Reproduce everything from the start of the records down to and including the line that contains "170 285 L 174", keeping every character unchanged.

[Dataset records]
==============================

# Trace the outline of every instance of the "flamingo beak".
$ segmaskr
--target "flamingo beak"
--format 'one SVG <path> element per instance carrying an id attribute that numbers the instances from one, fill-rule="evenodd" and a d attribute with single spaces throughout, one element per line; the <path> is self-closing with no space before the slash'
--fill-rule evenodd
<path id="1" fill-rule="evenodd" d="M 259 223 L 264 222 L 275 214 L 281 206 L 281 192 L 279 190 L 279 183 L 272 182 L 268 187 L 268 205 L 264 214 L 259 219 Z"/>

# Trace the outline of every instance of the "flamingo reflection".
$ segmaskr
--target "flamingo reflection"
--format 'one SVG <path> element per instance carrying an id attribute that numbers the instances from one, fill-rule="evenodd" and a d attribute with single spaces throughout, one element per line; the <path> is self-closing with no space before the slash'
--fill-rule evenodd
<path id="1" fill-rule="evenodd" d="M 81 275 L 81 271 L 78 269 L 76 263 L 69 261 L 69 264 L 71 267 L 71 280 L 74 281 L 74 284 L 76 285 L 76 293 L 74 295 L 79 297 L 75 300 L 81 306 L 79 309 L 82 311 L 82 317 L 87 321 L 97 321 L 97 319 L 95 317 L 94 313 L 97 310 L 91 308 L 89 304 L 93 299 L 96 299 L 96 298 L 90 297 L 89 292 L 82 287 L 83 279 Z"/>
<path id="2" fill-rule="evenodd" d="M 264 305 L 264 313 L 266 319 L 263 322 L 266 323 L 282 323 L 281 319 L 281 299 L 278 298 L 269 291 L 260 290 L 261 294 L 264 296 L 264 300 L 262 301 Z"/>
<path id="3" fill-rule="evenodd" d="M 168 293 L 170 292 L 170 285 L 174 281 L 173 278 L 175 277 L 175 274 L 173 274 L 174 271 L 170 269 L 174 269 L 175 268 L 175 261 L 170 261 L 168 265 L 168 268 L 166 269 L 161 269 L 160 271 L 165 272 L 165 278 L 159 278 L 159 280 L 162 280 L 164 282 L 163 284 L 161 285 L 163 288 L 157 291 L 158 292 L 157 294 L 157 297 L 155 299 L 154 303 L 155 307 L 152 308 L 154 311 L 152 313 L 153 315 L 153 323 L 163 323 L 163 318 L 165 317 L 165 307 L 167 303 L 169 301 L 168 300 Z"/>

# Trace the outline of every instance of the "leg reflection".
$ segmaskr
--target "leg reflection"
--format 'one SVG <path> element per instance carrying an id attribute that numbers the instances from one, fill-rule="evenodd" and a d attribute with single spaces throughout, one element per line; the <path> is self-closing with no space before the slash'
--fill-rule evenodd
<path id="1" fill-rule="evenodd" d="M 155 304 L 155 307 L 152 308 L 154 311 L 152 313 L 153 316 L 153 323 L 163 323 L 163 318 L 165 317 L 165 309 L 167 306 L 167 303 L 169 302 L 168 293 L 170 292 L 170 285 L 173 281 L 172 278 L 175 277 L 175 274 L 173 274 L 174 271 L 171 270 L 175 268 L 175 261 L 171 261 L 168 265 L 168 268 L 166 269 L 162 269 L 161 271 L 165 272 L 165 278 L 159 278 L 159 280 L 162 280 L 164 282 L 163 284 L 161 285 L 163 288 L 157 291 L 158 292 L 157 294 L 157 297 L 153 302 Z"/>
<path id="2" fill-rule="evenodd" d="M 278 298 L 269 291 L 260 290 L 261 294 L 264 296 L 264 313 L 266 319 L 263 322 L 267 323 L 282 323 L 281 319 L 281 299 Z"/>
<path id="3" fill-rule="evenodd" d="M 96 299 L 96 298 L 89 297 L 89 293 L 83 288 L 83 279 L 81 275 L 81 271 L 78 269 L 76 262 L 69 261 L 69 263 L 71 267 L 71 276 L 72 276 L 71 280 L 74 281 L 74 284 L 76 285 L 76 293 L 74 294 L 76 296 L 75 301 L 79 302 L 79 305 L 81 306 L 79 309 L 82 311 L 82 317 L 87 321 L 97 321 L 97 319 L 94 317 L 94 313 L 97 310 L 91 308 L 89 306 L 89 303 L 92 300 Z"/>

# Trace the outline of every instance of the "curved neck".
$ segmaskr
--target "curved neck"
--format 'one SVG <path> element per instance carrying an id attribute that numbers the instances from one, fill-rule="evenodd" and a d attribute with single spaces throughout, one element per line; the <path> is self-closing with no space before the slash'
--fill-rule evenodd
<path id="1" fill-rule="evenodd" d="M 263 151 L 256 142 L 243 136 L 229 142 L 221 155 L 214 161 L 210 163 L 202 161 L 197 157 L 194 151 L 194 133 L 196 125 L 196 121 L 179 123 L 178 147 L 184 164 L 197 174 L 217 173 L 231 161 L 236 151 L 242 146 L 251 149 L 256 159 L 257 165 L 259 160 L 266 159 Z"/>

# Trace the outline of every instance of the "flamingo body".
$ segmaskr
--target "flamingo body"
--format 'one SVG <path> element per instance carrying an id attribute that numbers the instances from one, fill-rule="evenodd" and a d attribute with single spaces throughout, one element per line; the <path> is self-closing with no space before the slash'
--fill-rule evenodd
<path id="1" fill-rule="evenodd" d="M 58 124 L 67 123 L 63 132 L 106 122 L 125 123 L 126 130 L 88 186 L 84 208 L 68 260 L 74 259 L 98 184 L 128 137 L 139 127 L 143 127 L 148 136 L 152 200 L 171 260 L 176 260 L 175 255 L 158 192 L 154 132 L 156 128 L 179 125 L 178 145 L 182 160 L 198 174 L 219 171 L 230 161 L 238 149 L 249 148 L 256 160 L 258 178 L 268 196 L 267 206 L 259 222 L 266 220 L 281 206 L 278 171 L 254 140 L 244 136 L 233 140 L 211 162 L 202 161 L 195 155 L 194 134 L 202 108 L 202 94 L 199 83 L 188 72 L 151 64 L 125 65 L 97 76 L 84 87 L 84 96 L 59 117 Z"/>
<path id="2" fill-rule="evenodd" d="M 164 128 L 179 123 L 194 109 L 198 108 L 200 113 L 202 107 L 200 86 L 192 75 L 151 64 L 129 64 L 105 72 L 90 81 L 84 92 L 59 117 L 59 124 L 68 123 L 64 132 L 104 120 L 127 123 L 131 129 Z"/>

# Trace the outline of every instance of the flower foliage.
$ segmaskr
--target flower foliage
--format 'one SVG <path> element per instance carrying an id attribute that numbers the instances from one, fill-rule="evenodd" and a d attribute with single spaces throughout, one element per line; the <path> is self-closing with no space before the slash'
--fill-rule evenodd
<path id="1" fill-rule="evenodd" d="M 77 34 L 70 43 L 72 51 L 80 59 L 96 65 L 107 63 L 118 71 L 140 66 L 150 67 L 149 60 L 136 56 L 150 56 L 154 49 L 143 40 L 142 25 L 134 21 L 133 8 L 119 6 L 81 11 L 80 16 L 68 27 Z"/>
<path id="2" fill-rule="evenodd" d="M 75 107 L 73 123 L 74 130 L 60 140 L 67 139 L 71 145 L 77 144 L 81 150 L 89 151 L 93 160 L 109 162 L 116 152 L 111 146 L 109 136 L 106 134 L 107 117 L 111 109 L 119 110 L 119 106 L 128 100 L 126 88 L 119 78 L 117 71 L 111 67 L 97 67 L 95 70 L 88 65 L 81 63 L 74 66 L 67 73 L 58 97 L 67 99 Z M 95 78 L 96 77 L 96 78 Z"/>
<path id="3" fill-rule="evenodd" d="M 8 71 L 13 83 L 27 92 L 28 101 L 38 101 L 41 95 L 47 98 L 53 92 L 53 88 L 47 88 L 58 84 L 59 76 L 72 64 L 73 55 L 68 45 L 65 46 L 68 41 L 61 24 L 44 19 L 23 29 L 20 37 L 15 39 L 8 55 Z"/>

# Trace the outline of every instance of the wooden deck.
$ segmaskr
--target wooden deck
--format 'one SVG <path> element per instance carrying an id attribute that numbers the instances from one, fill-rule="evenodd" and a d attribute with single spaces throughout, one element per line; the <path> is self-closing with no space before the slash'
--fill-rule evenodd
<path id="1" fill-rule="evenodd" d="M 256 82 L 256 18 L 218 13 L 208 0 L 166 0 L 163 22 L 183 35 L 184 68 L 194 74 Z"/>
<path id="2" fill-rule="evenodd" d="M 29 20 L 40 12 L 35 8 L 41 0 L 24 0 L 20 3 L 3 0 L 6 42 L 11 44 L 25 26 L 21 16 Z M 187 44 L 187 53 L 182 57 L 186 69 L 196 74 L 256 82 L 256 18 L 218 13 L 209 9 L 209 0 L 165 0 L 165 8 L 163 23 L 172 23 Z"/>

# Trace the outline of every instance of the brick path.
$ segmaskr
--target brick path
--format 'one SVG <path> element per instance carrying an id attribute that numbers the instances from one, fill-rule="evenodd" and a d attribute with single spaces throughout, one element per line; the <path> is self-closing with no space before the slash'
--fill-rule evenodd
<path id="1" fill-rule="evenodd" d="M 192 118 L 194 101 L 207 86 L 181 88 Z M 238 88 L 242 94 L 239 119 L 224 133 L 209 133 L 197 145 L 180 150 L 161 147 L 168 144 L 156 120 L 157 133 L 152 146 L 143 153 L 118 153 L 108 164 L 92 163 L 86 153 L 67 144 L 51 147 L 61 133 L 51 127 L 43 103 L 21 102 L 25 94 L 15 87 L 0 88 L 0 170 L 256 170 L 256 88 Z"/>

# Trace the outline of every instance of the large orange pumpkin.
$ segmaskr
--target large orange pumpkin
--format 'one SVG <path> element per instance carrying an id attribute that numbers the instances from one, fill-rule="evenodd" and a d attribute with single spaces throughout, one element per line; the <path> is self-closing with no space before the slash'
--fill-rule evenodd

==============================

**ANSWER TO THIS TASK:**
# Trace the outline of every instance of the "flamingo beak".
$ segmaskr
--target "flamingo beak"
--format 'one SVG <path> element per instance carrying an id attribute that numbers the instances from one, fill-rule="evenodd" and a d attribute with single spaces throughout, one element per line; the <path> is self-closing with no space before the slash'
--fill-rule evenodd
<path id="1" fill-rule="evenodd" d="M 259 223 L 264 222 L 275 214 L 281 206 L 281 192 L 279 190 L 279 183 L 272 182 L 268 187 L 268 205 L 264 214 L 259 219 Z"/>

# Trace the outline of every instance of the "flamingo reflection".
$ segmaskr
--target "flamingo reflection"
--format 'one SVG <path> element per instance carrying an id attribute that numbers the instances from one, fill-rule="evenodd" and a d attribute with single spaces throughout, one element per line; the <path> is self-closing with no space before the slash'
--fill-rule evenodd
<path id="1" fill-rule="evenodd" d="M 81 275 L 81 271 L 78 269 L 76 263 L 69 261 L 69 264 L 71 267 L 71 280 L 74 281 L 74 284 L 76 285 L 76 293 L 74 295 L 79 297 L 75 300 L 81 306 L 79 309 L 82 311 L 82 317 L 87 321 L 97 321 L 97 319 L 95 317 L 94 313 L 97 310 L 91 308 L 89 304 L 93 299 L 96 299 L 96 298 L 90 297 L 89 292 L 82 287 L 83 279 Z"/>
<path id="2" fill-rule="evenodd" d="M 264 305 L 264 313 L 266 319 L 263 322 L 266 323 L 282 323 L 281 319 L 281 299 L 278 298 L 269 291 L 260 290 L 261 294 L 264 296 L 264 300 L 262 301 Z"/>
<path id="3" fill-rule="evenodd" d="M 168 293 L 170 292 L 170 285 L 174 281 L 173 278 L 175 277 L 175 274 L 173 274 L 174 271 L 170 269 L 174 269 L 175 268 L 175 261 L 170 261 L 168 265 L 168 268 L 166 269 L 161 269 L 160 271 L 165 272 L 165 278 L 159 278 L 159 280 L 162 280 L 164 282 L 163 284 L 161 285 L 163 288 L 157 291 L 158 292 L 157 294 L 157 297 L 155 299 L 154 303 L 155 307 L 152 308 L 154 311 L 152 313 L 153 315 L 153 323 L 163 323 L 163 318 L 165 317 L 165 307 L 167 303 L 169 301 L 168 300 Z"/>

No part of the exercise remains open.